EXTRACTED DATA Block Start

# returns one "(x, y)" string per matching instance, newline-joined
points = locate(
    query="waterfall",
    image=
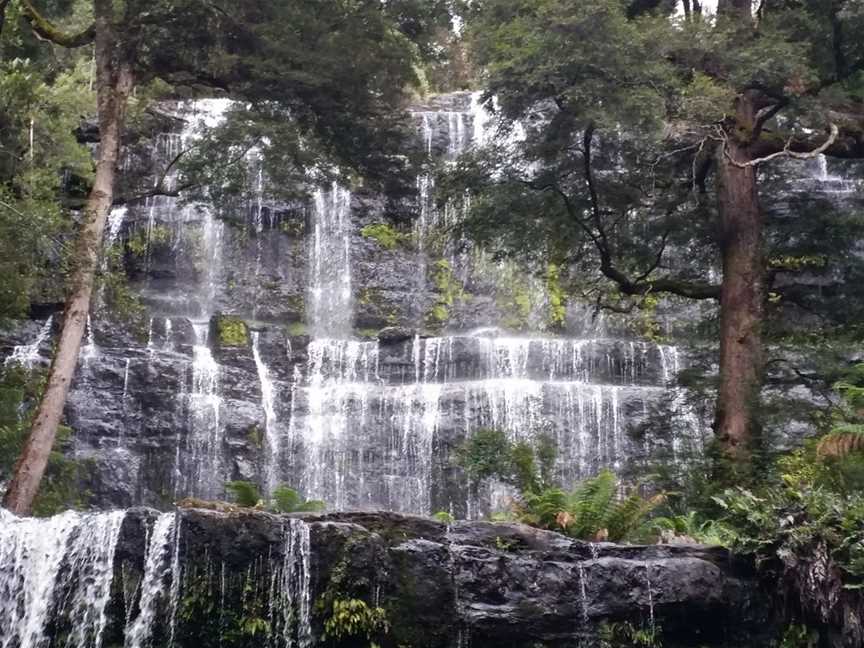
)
(89, 351)
(268, 404)
(337, 392)
(290, 591)
(27, 355)
(57, 570)
(330, 264)
(158, 568)
(204, 443)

EXTRACTED DATA Block End

REQUIREMENT. Write out each entry exactly as given, omitting any picture.

OUTPUT.
# returns one "(x, y)" string per matching instance, newline-joined
points = locate(
    query="waterfall",
    image=
)
(89, 351)
(268, 404)
(337, 392)
(290, 591)
(27, 355)
(57, 570)
(330, 264)
(158, 568)
(204, 443)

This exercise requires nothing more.